## PASSAGE SHOWN
Problem is, when you start to look at contactors, resistors and whatsnots to do some electromechanical way to control the motor it'll all add up and I doubt that it will get that much cheaper in the end. Also, a controller is much smarter and efficient than a resistor, which means that:


The controller can constantly monitor the current and continuously feed the motor the maximum power the motor and battery pack can handle. The resistor will never be fully optimal and you'll either risk to damage something or not get the full potential from the system.
The controller converts power to power, which means that if your motor uses 100 kW power the controller will convert Umotor*Imotor to Ubattery*Ibattery so that the pack is drained with 100 kW power (+ a few percent loss to heat in the controller) while the resistor will "convert" Imotor=Ibattery and the resulting (Ubattery-Umotor)*I is lost as heat.
If you, for example, have a pack of 200 Volt, the back EMF in the motor is 100 Volt and you drain 1000 Ampere, you'll get 100kW to the motor, but the pack will be drained with 200kW and the resistor will convert 100kW into heat. If you instead have a controller it will feed the motor with 100kW but since the controller converts power to power you'll only drain 100kW (+ some minor losses...), which means 500 Amps, from the pack!

So with a resistor:


You'll need a much bigger pack to compensate for the more brutal discharge, alternatively you'll get less power from the motor.
You'll have to manually monitor the motor current to make sure you don't blow something up and still get as much power out as possible.
A 100kW resistor isn't going to be easy to build or buy, it will probably be bloody big and it will quickly get uncomfortably hot and I wouldn't be surprised if you find out that you have to water cool it.
You will need several contactors to be able to change resistance a few times for optimal performance at different RPMs. Contactors for these kinds of currents are anything but cheap.
So, do the math and a controller will probably pay for itself pretty quick only by the smaller battery pack needed. Smaller pack does of course mean both less bucks but also fewer pounds.

Or you can go for the contactor/resistor setup and when you've learned the lesson the hard way by blowing up a few packs and motors we'll gladly sell you a Soliton.


----------



## clintster7 (Jun 29, 2010)

ok so controller is the way to go but there are lots to choose from .. I need the simplest controller ( and cheapest ) where would I start .. I seen someone who used a used golf cart controller .. Ok I will need something to handle more volts .. lets say I wanted to use exactly 2 times the voltage of a golf cart . could I use 2 golf cart controllers and put them on the packs before the on / off switch .. so that the 2 controls would split the volts .. Im grasping at straws here


----------



## Qer (May 7, 2008)

clintster7 said:


> lets say I wanted to use exactly 2 times the voltage of a golf cart . could I use 2 golf cart controllers and put them on the packs before the on / off switch .. so that the 2 controls would split the volts .. Im grasping at straws here


Apparently so.

## TASKS TO CARRY OUT
(1) In the motor controller thread's 200-volt example, how many amps does a controller draw from the pack?
(2) Condense the paragraph of the motor controller thread that opens with "If you, for example, have a pack of 200 Volt" into a short list that keeps its main figures.
(3) Reproduce the motor controller thread word for word, starting at "You'll need a" and ending at "out as possible.".
Work only from the motor controller thread, not from the material.

## STORED DATA

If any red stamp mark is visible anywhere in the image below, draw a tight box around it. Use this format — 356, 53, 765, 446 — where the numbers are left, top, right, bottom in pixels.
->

## SOLUTIONS TO EACH TASK
(1) 500 amps.

(2)
- Setup: 200 V pack, 100 V back EMF in the motor, 1000 A drawn, giving 100 kW to the motor.
- With a resistor: the pack is drained at 200 kW, and the resistor turns 100 kW into heat.
- With a controller: the motor still gets 100 kW, but the pack is drained at only 100 kW (500 A), plus minor losses.

(3)
You'll need a much bigger pack to compensate for the more brutal discharge, alternatively you'll get less power from the motor.
You'll have to manually monitor the motor current to make sure you don't blow something up and still get as much power out as possible.